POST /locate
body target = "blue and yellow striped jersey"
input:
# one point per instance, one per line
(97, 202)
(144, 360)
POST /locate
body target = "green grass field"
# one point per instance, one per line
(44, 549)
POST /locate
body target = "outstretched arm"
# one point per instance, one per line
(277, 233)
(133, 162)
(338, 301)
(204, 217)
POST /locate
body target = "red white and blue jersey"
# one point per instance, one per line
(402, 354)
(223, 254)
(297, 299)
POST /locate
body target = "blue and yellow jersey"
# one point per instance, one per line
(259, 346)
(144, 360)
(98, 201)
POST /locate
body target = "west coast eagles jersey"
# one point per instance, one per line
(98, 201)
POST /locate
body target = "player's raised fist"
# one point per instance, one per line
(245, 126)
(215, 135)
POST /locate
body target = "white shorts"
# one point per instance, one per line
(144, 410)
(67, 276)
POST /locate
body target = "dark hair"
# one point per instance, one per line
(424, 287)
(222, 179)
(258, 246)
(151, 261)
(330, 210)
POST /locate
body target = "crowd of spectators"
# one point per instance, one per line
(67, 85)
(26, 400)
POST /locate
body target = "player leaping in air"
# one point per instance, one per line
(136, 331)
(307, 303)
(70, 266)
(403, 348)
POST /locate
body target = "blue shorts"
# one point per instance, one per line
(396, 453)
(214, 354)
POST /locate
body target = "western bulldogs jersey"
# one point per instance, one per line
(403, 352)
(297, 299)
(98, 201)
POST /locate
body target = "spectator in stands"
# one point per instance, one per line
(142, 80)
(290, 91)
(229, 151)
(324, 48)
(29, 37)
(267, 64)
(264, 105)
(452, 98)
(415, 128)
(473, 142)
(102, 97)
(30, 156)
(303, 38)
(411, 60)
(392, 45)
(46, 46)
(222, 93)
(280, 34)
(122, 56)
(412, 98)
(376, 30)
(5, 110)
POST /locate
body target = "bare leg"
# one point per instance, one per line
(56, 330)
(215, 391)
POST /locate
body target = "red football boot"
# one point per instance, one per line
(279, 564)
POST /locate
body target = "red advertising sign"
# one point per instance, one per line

========================================================================

#### [WHAT THE EXERCISE ASKS]
Say how many lines in the listing above hold "white". Give the number only.

#### [WRITTEN REPLY]
2